TASK GOAL. When the data below is printed, every line must match exactly and the images must be absent.

GIVEN INFORMATION.
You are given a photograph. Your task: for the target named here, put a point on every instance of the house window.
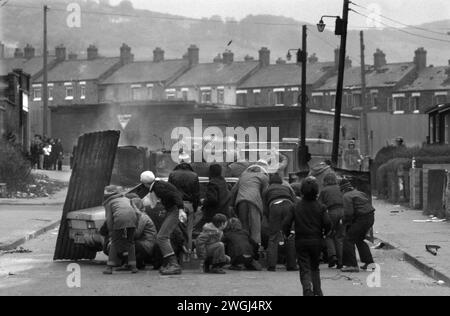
(136, 92)
(50, 93)
(415, 104)
(220, 96)
(205, 96)
(69, 91)
(440, 99)
(150, 92)
(374, 100)
(82, 91)
(279, 98)
(37, 93)
(357, 100)
(241, 99)
(399, 105)
(171, 94)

EXPECTED OUTPUT.
You are given a photograph. Your task: for the target named here, put a point on every instance of the house window.
(136, 92)
(50, 93)
(415, 104)
(220, 96)
(205, 96)
(69, 91)
(440, 99)
(150, 92)
(374, 100)
(82, 91)
(279, 98)
(37, 93)
(357, 100)
(241, 99)
(399, 105)
(171, 94)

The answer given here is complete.